:: Goal of the exercise ::
Convert the material from the line containing "TARGET = white fence" through the end of the material, both included, into a Markdown table with the columns Row and Line, omitting blank lines.

Named-object pointing records
* Begin *

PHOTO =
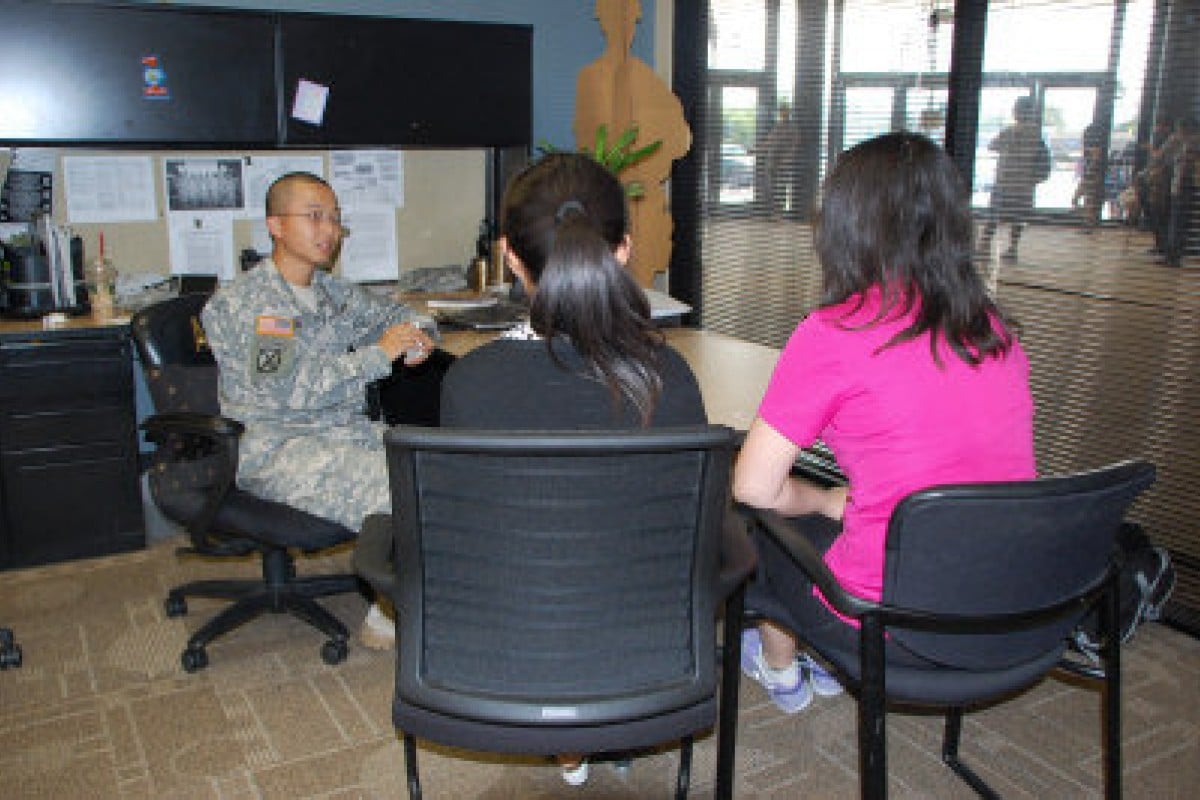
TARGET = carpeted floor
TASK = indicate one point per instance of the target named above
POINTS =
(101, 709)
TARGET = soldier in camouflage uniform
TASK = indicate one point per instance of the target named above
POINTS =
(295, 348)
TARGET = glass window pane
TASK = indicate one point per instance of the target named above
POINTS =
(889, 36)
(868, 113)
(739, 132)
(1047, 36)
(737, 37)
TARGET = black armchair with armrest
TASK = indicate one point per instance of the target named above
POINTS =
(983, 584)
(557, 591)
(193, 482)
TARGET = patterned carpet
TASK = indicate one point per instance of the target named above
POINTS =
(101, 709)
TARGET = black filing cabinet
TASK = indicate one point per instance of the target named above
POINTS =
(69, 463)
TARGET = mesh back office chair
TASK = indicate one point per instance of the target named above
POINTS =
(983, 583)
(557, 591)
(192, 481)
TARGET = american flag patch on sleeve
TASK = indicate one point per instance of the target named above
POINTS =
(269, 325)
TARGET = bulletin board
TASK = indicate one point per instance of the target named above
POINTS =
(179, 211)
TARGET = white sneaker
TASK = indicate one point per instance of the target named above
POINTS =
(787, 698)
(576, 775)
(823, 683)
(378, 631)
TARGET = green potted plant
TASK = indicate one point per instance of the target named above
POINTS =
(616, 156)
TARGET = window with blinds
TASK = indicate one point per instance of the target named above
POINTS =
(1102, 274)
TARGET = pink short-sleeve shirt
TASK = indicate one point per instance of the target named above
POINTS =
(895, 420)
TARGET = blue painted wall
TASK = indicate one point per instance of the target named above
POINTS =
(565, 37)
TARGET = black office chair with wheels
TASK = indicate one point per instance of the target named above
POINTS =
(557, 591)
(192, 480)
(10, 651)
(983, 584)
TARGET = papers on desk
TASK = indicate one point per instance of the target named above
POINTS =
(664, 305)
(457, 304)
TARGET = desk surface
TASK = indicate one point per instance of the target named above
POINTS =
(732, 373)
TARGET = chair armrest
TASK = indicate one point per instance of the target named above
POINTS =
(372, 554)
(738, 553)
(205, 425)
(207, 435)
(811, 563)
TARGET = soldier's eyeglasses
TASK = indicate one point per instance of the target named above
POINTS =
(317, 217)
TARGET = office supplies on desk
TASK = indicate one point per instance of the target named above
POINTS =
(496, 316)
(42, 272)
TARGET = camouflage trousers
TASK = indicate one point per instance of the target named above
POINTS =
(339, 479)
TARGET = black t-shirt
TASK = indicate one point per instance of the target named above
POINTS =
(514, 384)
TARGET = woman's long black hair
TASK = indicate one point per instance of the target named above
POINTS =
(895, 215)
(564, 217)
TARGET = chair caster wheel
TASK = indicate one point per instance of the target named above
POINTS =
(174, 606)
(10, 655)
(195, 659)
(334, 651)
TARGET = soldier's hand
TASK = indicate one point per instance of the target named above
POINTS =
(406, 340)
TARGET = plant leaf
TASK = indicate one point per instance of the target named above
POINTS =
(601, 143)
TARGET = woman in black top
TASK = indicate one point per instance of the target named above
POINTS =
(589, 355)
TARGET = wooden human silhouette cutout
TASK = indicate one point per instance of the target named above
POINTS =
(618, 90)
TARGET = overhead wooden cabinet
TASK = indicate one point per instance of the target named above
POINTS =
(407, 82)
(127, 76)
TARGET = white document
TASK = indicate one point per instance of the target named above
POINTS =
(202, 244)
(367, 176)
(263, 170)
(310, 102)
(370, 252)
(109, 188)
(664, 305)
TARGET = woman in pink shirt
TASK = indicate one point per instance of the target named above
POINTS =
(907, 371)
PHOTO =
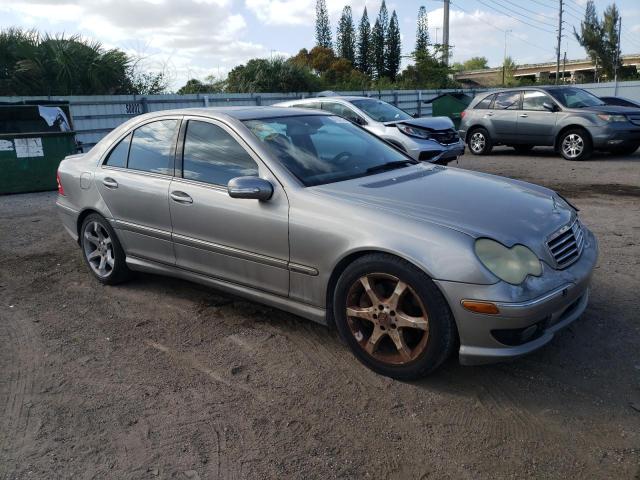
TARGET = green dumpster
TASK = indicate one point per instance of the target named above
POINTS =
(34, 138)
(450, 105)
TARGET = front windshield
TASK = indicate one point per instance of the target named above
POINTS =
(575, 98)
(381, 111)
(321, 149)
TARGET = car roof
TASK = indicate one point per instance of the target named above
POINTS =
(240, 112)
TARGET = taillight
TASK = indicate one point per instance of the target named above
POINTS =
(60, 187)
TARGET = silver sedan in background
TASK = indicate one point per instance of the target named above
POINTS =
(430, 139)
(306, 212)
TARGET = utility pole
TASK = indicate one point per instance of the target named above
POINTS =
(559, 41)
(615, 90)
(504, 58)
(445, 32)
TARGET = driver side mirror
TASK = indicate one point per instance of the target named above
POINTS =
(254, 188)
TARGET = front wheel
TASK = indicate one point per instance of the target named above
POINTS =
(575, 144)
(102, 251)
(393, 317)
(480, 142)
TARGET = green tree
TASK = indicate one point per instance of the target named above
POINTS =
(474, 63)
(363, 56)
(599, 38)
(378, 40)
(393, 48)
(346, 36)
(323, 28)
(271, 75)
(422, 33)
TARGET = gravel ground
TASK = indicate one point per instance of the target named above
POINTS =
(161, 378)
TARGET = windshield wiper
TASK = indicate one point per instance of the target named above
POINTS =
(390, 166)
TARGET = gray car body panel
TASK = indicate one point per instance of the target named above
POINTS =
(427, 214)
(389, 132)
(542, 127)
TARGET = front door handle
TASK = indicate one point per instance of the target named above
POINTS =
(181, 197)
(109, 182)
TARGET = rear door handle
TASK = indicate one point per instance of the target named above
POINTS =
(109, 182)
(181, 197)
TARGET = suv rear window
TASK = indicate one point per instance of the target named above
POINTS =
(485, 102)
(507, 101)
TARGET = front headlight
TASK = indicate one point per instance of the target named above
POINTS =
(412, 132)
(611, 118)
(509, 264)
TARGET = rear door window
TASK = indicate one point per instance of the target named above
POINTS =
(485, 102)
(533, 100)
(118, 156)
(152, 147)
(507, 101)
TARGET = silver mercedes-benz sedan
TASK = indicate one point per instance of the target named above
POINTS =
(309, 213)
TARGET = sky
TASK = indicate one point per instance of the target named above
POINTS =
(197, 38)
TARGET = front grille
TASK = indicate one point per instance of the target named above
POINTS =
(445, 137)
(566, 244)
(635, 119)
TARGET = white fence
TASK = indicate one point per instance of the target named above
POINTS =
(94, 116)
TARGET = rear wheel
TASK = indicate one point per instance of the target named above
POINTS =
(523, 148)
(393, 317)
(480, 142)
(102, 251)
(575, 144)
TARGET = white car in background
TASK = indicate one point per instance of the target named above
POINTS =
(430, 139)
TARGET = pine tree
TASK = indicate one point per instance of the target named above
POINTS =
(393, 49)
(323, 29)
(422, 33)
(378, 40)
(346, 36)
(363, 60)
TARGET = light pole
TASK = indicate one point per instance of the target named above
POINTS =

* End *

:: Finished task ::
| Row | Line |
|---|---|
| 1 | TARGET = white fence |
| 2 | TASK = indicate one point per instance of the target named above |
| 3 | POINTS = |
| 4 | (94, 116) |
| 5 | TARGET = rear wheel |
| 6 | TASK = indicate one point per instance of the target named above |
| 7 | POINTS = |
| 8 | (523, 148) |
| 9 | (393, 317) |
| 10 | (480, 142) |
| 11 | (102, 251) |
| 12 | (575, 144) |
| 13 | TARGET = white car in background |
| 14 | TASK = indicate one point per instance of the target named above |
| 15 | POINTS = |
| 16 | (430, 139) |
| 17 | TARGET = pine tree |
| 18 | TASK = indicate one point per instance of the target named above |
| 19 | POINTS = |
| 20 | (393, 49) |
| 21 | (323, 29) |
| 22 | (422, 33) |
| 23 | (378, 40) |
| 24 | (346, 36) |
| 25 | (363, 60) |
| 26 | TARGET = light pole |
| 27 | TASK = indicate one point per instance of the target named above |
| 28 | POINTS = |